EXCERPTED PASSAGE ->
======
One of the reasons mussels are so economical is the fact that they can be harvested at 20 months of age. Other shellfish and mollusks take years — the oyster, for example, which takes about seven, or clams, four to five.

About 15 years ago, I harvested some mussels from the jetty between Main Beach and Wiborg's Beach. I prudently checked with a marine biologist friend before I attempted it, and he reminded me to be sure to try to get the mussels that were still partially submerged by waves at low tide. I must say they were delicious, and there is something about free, fresh food, but I think some of the sand remains in me to this day. It's just easier to buy them from a reputable source.

Mussels are a fun food to eat at informal gatherings. The briny smell fills the air and everyone is encouraged to get their hands dirty, dunk pieces of bread into the broth, and pass that bottle of wine. Quick to cook, versatile and compatible with all kinds of herbs and spices, and very economical — what could be better than that?

Moules Brule-Doigts

I’m going to assume that anyone can find a good recipe for moules marinieres, so here are a few more unique ways to serve mussels. The following recipe, if you can call it that, is called moules brule-doigts, or "burn your fingers." This is the way many housewives in the region of Charente, France, prepare them. Serves four as an appetizer, two as a main course.

1 1/2 pounds fresh mussels
Freshly ground black pepper

Thoroughly scrub mussels and debeard them. Heat a large cast-iron skillet over high heat (or try this on the grill outside). When a drop of water sizzles and evaporates immediately, it is ready.

Put all of the mussels into the pan and shake. They should begin to open right away. Continue shaking the pan until all of the mussels have opened. If the pan becomes thoroughly dry, sprinkle a few drops of water onto it. When all the mussels have opened, sprinkle generously with freshly ground pepper and serve immediately.
======
QUESTIONS ->
(a) Can you reproduce the mussels article word for word, everything from "About 15 years" down to "better than that?"?
(b) How would the mussels article go on after its last sentence? Write the next part.

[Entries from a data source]
======
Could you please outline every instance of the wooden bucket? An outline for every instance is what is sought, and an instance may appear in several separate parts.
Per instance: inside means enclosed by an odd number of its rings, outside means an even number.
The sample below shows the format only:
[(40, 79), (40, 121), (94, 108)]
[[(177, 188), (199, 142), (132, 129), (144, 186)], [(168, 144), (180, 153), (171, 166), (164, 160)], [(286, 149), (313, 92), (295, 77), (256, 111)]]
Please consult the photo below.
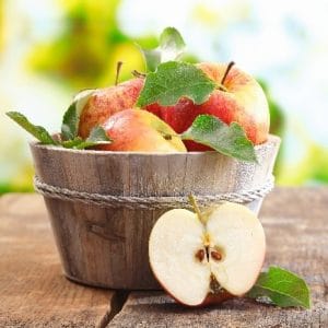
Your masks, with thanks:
======
REPLIES ->
(a)
About 15 years ago, I harvested some mussels from the jetty between Main Beach and Wiborg's Beach. I prudently checked with a marine biologist friend before I attempted it, and he reminded me to be sure to try to get the mussels that were still partially submerged by waves at low tide. I must say they were delicious, and there is something about free, fresh food, but I think some of the sand remains in me to this day. It's just easier to buy them from a reputable source.

Mussels are a fun food to eat at informal gatherings. The briny smell fills the air and everyone is encouraged to get their hands dirty, dunk pieces of bread into the broth, and pass that bottle of wine. Quick to cook, versatile and compatible with all kinds of herbs and spices, and very economical — what could be better than that?

(b)
Mussels With Sorrel Sauce

This recipe is adapted from James Peterson’s “Fish and Shellfish.” Sorrel has a natural affinity with seafood, especially shellfish. Serves four as a first course.

1 lb. fresh sorrel, including stems, coarsely chopped
1 cup dry white wine
3 shallots, finely chopped
1 bunch parsley, finely chopped
2 lbs. cultivated mussels
1 1/2 cup cream salt and pepper

Place sorrel in small pot and cook until it releases liquid and turns grayish, about three minutes. Purée in food processor and set aside.

Combine wine, shallots, and parsley in a pot large enough to hold mussels. Bring mixture to simmer, add mussels, and cover pot. Turn heat to high, then check mussels after five minutes. When they have opened, take pot off the heat and discard any unopened mussels. Remove and discard top shells and arrange mussels on half shell on a baking sheet covered with crumpled foil (to keep them flat).

If cooking liquid is sandy, strain it, then boil down to about one-half cup. Whisk sorrel purée and cream into liquid and cook over medium heat for about five minutes, until it has thickened. Season with salt and pepper. Spoon sauce over each mussel, then bake in 300-degree oven for five minutes. Serve immediately.

Linguine With Mussels, Garlic, and Fennel

This recipe is adapted from “On Top of Spaghetti” by Johanne Killeen and George Germon of Al Forno restaurant in Providence, R.I. Serves four as a first course.

1/4 tsp. fennel seeds
5 Tbsp. good olive oil
2 cloves garlic, chopped
1 small fresh hot pepper or 1/4 tsp. crushed red pepper flakes
1 quart mussels
1/3 cup dry white wine
8 oz. dried linguine

Bring a pot of water to boil for pasta. Toast the fennel seeds in a large sauté pan over medium heat until fragrant. Add olive oil, garlic, and hot pepper. Stir and cook just until garlic begins to turn golden. Add mussels, cover pan, and raise heat to moderately high, shaking the pan to distribute mussels. After 30 seconds, lift the lid and add wine and one-third cup water. Cover and cook, shaking occasionally, until all mussels have opened.

Meanwhile, cook linguine in salted water until al dente. Drain, transfer to a heated serving bowl, pour mussels and broth over all, and serve immediately.